Segment Start: Source data

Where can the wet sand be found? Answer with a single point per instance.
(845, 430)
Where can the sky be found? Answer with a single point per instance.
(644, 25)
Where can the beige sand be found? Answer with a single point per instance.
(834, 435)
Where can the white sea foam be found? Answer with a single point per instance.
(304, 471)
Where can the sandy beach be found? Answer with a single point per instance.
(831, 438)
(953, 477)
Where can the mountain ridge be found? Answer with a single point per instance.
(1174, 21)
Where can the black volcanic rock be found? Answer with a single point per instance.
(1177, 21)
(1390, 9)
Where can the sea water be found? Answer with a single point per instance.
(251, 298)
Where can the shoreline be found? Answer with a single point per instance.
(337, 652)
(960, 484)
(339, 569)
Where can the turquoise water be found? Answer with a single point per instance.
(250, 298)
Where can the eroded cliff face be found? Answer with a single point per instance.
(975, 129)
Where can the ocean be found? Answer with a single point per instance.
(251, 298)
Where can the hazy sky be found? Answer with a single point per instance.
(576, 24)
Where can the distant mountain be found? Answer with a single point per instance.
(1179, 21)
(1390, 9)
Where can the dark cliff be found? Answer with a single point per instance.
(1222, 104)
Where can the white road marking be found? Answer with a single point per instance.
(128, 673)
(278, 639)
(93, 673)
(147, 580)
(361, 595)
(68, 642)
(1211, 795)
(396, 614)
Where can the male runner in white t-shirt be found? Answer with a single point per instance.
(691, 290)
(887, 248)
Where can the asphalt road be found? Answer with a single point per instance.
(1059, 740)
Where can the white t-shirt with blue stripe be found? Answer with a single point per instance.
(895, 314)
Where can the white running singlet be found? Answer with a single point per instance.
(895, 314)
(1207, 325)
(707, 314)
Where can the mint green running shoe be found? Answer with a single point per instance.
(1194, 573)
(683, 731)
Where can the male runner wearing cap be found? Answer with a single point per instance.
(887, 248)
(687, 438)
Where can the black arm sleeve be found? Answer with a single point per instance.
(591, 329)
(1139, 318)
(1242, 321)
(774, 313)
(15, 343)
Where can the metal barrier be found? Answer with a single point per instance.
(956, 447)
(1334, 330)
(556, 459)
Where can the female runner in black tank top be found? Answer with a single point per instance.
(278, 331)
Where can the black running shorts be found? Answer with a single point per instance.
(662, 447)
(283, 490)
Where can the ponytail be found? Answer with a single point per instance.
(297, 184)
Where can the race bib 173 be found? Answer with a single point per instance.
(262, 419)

Segment End: Source data

Work request:
Would you please give all of the entries above once more, exactly as they are?

Result for this task:
Where can the wet sand be found? Answer with a single point per instance.
(845, 430)
Where can the sky be found? Answer with a single point per instance.
(644, 25)
Where can the beige sand be found? Answer with a single point per instance.
(834, 435)
Where can the white sea foam be found? Answer with a single point per instance.
(304, 471)
Where can the sandy beach be found? Answer with a single point per instance.
(831, 438)
(953, 477)
Where can the mountain ridge be found? Answer with a single point per instance.
(1174, 21)
Where can the black volcanic rock be found? Answer with a single point per instance.
(1177, 21)
(1390, 9)
Where can the sea water be found? Answer with a single point per instance.
(251, 298)
Where can the shoreline be found? Answer with a single point per instance.
(337, 652)
(960, 484)
(339, 569)
Where can the turquoise water be found? Answer with a single point per instance.
(250, 298)
Where can the eroded cliff face be found? Answer with a single point per instance.
(975, 129)
Where can the ocean be found? Answer with a single point per instance.
(251, 298)
Where can the hazy sky be found? Answer with a single point per instance.
(576, 24)
Where can the distant mountain be found? Answer with a single point per instance.
(1179, 21)
(1390, 9)
Where can the dark cliff be found? Answer with a single point per instance.
(1222, 104)
Where can the white road marking be found? Answer with a single point per instance.
(128, 673)
(278, 639)
(93, 673)
(147, 580)
(361, 595)
(68, 642)
(1211, 795)
(396, 614)
Where can the male runner in white t-shirt be found? Answer with a single point per instance.
(691, 290)
(887, 248)
Where can the asphalt road be found? Answer with a single point per instance.
(1059, 740)
Where can the white t-shirt with blue stripe be found? Answer with a single point per instance.
(895, 314)
Where can the white running singlet be found? Answer with a single point per instance.
(895, 314)
(1207, 325)
(707, 314)
Where can the mint green running shoe be found? Answer with a single point per instance.
(1194, 573)
(683, 731)
Where can the male runner wearing cap be found? Answer with a single point per instance.
(887, 248)
(687, 438)
Where can the black arm sleeve be found? Answer with a single point per instance.
(591, 329)
(1139, 318)
(1242, 321)
(774, 313)
(15, 343)
Where can the metal barrier be found? Answer with a single point per instance.
(956, 447)
(1334, 330)
(556, 459)
Where can the female runner in black tank top be found? Answer with a single point per instance.
(278, 331)
Where can the black running shorts be found? Answer with a single point per instance.
(662, 447)
(283, 490)
Where can the ponytail be found? Answer with a single point per instance.
(297, 184)
Where can the race bib 173 be found? Answer with a single point per instance.
(262, 419)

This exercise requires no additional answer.